What the task requires:
Find the line in the data below that contains "In this exercise you will tag the green". Return that line and all the lines after it, unchanged.

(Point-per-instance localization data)
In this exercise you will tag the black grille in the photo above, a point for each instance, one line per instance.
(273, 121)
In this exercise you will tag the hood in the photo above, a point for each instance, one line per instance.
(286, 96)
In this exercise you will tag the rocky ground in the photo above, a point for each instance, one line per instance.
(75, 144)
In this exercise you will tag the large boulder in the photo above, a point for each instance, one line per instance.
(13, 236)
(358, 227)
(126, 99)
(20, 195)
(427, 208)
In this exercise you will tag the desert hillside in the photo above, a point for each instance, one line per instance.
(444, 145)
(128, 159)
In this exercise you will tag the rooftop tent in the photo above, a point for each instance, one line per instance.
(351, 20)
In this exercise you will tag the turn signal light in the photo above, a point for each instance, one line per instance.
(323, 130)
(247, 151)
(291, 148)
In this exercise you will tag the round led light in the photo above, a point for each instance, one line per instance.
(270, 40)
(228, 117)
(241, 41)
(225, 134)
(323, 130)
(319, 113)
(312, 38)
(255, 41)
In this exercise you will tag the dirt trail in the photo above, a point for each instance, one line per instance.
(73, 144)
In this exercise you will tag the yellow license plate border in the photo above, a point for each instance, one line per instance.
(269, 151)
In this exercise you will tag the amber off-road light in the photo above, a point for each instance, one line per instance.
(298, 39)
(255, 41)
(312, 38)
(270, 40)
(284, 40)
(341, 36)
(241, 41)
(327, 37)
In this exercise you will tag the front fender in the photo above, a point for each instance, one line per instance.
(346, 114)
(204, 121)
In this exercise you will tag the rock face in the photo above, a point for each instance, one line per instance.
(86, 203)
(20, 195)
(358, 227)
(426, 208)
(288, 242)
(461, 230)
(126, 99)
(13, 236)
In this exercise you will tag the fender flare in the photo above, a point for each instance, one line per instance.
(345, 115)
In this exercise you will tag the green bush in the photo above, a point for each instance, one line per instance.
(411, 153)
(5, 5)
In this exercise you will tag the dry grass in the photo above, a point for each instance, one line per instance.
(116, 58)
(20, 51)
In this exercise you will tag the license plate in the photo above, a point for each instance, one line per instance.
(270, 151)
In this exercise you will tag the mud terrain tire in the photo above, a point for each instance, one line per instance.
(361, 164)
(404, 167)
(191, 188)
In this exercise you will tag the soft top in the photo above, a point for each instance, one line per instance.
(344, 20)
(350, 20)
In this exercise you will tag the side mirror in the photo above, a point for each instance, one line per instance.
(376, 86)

Task solution:
In this exercise you will tag the green bush in the photo above, a point for each instance, one line per instance.
(411, 153)
(5, 5)
In this exercise you will tag the dry grass in the photo above, a point for each instance, one line per instance.
(116, 58)
(20, 51)
In this exercise you will tag the license plate in the photo above, a point for each instance, one line per instance.
(270, 151)
In this exercise you will tag the mud terrain tire in the photo above, a point for each instance, one line per instance.
(361, 164)
(404, 167)
(191, 188)
In this exercise you will tag the soft top in the photo above, a point for each instance, one line per instance.
(344, 20)
(350, 20)
In this exercise you will tag the side mirror in the photo above, a point for each instance, one line per instance.
(376, 86)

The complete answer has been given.